DOCUMENT PASSAGE:
◆ ◆ ◆ ◆

# Anybody know how to make spring lift spacers?



## Kawasaki Man

I just want to know if anybody has made any spring lift spacers and how to make them. a friend of mine bought some off of ebay but he said you can make them yourself. is this true? and does it give it much lift? any help will be appreciated


----------



## Polaris425

Some people have made them from pvc, if you have some roll stock & a lathe... Lol


----------



## KidRock

I took 1.5" steel pipe couplings on my rincon. Put a jack under your bike and jack it up till all the slack comes out of your springs. Thats how much lift you get. Or you can turn your ajusters all the way up. same thing


----------



## bruterider27

Adjuster on springs work if there new mine did nothing turning them up they are to soft but I just bought some lift springs


----------



## jblac15

I wouldn't do it...your bike will ride like a brick.

◆ ◆ ◆ ◆

DIRECTION:
In the forum thread on spring lift spacers, why did turning up the spring adjusters do nothing for bruterider27? Answer in one to three sentences. The entries that follow have no connection to the forum thread on spring lift spacers.

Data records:
◆ ◆ ◆ ◆

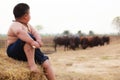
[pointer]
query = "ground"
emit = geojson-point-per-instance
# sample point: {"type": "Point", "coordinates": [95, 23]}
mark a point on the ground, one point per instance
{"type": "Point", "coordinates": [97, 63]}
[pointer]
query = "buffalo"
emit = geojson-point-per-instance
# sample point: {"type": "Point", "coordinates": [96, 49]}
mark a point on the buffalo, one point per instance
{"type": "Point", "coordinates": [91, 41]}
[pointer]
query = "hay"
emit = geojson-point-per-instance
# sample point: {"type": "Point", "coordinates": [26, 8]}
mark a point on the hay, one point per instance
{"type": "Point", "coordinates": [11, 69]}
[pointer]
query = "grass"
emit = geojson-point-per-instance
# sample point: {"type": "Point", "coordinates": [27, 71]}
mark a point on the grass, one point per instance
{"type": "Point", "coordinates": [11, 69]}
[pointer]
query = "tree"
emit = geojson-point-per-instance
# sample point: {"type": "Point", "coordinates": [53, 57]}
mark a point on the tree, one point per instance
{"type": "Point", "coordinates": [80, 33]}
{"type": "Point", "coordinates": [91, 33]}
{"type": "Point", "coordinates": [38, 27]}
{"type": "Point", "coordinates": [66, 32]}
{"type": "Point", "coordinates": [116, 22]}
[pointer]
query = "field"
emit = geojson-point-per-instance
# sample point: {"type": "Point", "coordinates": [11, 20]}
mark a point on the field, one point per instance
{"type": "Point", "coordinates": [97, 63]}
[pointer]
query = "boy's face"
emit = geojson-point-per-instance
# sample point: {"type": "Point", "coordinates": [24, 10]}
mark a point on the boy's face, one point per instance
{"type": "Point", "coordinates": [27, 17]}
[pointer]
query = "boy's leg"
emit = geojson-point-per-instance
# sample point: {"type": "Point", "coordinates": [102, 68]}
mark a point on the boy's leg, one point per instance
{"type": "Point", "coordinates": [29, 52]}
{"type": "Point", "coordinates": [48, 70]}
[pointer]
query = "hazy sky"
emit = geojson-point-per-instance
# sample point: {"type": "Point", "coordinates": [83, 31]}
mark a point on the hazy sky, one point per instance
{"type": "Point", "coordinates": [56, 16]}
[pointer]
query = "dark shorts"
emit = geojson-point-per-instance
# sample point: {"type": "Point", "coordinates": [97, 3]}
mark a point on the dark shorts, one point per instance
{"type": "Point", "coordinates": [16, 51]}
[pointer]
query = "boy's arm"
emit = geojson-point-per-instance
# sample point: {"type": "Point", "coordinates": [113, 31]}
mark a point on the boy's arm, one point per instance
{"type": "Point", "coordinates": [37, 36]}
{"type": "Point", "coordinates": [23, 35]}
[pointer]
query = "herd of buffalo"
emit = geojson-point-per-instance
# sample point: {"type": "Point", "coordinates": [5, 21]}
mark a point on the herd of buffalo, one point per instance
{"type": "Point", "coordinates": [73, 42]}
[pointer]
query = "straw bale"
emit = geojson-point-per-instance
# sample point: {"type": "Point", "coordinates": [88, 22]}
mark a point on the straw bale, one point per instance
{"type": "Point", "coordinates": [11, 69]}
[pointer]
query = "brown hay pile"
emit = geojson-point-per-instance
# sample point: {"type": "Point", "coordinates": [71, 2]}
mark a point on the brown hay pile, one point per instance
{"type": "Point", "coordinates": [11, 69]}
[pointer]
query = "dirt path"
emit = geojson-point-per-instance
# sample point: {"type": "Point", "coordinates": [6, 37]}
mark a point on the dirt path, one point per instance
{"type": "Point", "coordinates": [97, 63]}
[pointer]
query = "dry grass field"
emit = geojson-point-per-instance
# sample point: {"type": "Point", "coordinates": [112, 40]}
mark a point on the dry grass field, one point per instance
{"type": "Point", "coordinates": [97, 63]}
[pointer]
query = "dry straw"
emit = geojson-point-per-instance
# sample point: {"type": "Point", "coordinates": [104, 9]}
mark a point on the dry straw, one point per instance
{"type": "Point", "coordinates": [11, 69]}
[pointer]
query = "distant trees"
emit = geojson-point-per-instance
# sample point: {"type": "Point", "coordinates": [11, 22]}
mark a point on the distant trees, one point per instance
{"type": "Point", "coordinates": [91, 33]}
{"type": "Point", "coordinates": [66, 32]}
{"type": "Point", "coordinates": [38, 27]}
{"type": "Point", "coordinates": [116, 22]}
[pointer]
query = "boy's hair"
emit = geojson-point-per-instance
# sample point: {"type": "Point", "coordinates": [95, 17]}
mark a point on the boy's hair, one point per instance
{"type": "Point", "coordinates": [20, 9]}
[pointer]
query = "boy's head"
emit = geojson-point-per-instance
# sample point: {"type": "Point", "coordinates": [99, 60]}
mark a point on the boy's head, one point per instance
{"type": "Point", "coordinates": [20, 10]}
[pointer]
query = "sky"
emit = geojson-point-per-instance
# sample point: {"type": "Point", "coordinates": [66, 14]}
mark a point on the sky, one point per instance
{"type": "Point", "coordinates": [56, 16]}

◆ ◆ ◆ ◆

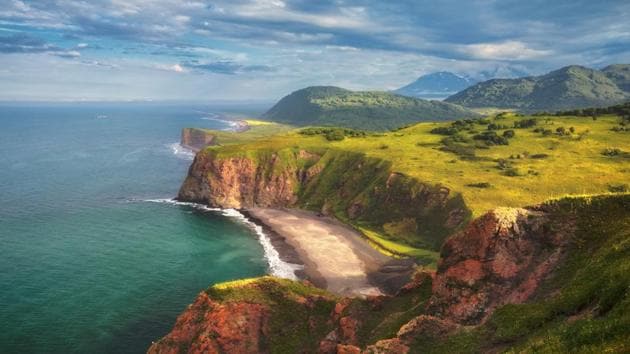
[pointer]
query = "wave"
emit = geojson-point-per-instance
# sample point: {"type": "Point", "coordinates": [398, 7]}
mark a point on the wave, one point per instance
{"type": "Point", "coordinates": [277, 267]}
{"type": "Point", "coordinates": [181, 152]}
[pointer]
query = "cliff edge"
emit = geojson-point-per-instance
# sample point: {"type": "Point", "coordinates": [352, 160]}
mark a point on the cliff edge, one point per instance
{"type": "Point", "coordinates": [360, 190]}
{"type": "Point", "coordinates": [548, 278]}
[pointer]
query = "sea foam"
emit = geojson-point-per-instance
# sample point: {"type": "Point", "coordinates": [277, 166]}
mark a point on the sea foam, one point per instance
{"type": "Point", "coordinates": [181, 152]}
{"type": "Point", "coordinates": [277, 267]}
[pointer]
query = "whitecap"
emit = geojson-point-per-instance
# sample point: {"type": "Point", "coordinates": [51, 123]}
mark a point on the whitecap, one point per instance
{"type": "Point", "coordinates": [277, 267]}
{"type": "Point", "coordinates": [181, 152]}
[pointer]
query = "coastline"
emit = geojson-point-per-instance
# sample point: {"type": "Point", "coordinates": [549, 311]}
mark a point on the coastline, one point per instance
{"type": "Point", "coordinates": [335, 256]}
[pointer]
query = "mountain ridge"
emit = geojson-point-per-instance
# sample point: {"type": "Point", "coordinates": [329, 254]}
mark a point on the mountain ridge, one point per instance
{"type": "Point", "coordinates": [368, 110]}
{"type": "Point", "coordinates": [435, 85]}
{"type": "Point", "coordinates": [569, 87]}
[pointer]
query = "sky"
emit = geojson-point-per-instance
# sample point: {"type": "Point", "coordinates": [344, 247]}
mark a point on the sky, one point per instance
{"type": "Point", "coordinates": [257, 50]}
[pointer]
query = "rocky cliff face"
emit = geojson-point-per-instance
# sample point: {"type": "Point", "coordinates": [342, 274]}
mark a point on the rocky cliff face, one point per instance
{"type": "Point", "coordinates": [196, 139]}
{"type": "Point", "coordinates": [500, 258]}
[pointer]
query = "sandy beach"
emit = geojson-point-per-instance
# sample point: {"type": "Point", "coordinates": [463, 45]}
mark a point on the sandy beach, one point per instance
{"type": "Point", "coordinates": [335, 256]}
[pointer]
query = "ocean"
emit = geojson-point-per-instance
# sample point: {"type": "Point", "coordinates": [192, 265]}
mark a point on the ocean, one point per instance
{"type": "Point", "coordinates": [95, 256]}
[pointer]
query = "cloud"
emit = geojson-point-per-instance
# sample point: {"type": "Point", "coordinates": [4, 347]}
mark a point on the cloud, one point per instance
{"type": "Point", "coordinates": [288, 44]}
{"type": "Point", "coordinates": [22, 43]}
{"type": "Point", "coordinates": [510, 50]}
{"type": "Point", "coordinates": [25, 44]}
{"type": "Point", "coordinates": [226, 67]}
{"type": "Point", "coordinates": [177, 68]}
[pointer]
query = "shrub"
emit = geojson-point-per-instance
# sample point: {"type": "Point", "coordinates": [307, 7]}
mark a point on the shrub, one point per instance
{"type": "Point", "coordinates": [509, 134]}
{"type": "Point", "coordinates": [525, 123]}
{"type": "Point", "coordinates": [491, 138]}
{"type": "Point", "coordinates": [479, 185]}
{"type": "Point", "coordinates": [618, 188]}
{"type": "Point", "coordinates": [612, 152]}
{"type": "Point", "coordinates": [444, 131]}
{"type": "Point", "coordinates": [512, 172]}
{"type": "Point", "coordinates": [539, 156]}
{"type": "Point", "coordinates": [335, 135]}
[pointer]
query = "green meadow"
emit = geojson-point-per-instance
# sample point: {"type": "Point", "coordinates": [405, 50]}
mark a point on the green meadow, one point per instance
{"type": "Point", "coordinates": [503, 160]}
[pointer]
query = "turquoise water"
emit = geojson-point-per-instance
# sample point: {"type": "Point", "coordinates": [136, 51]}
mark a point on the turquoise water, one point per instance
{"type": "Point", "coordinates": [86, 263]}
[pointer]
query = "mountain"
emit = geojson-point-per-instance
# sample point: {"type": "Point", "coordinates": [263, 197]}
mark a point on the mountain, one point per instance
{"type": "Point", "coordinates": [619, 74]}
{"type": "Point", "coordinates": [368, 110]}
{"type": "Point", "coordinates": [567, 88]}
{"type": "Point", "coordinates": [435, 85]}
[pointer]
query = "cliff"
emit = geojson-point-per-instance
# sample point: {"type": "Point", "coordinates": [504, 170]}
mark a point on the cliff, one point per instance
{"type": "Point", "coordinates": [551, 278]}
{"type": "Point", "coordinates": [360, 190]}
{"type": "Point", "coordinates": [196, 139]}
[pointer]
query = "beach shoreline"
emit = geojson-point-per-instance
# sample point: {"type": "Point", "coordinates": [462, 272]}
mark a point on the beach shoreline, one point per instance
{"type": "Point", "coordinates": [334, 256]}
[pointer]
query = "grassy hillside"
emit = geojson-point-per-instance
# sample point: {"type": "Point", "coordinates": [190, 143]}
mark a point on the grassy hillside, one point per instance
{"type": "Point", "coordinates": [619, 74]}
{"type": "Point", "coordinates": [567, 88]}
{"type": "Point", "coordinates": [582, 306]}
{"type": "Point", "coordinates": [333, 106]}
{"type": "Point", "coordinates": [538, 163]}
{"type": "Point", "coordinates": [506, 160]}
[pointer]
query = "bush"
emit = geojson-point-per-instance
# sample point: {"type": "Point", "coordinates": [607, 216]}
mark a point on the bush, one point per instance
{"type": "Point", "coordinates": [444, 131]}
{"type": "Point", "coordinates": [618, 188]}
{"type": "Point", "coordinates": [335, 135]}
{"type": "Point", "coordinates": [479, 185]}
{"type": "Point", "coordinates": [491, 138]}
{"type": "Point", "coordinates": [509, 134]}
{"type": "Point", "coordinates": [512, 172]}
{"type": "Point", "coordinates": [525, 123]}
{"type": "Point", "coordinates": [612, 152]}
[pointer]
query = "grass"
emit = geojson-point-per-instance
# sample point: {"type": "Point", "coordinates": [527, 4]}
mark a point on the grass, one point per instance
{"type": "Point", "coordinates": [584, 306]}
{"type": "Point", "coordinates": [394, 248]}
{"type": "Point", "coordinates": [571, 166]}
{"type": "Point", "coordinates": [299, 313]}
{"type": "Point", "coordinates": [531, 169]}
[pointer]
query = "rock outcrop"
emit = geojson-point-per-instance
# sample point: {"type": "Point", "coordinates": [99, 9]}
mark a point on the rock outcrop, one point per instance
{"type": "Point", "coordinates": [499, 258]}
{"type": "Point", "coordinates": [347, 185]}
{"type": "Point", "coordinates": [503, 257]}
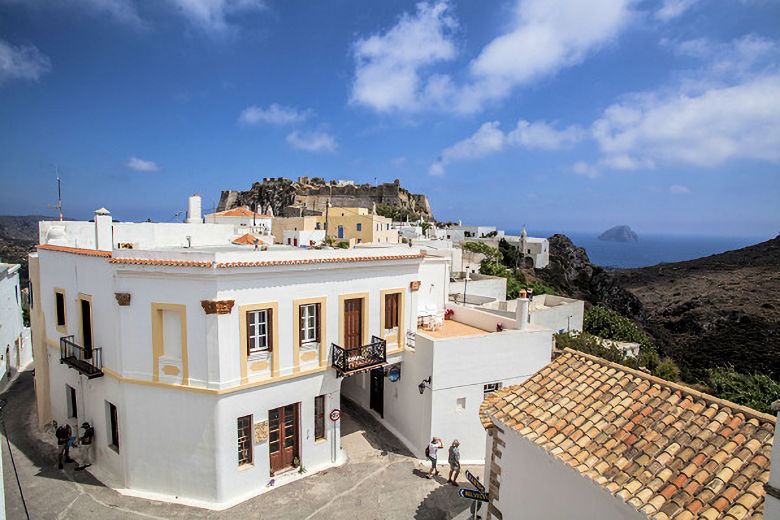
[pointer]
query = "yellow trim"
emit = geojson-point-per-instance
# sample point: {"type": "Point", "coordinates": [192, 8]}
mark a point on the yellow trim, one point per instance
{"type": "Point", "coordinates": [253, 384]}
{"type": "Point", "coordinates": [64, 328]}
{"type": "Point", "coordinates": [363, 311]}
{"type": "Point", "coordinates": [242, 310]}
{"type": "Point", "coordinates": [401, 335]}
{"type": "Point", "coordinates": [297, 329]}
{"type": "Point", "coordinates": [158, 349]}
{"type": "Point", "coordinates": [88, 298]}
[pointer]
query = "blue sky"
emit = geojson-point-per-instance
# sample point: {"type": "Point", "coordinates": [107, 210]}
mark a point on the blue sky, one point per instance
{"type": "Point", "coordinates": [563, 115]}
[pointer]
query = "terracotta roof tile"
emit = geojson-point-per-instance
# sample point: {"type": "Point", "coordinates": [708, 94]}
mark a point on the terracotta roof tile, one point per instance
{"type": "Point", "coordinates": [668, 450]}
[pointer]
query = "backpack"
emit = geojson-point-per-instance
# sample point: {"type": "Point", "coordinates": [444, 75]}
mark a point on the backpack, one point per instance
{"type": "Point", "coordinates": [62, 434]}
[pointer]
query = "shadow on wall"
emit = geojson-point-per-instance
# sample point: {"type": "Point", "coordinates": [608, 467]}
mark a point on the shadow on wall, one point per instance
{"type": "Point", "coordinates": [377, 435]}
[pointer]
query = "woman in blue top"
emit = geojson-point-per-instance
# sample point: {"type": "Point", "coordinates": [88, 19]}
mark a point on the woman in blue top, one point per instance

◆ ◆ ◆ ◆

FULL SOLUTION:
Turning up the adjusters did nothing because bruterider27's springs are too soft, and the adjusters only work if the springs are new. So bruterider27 bought lift springs instead.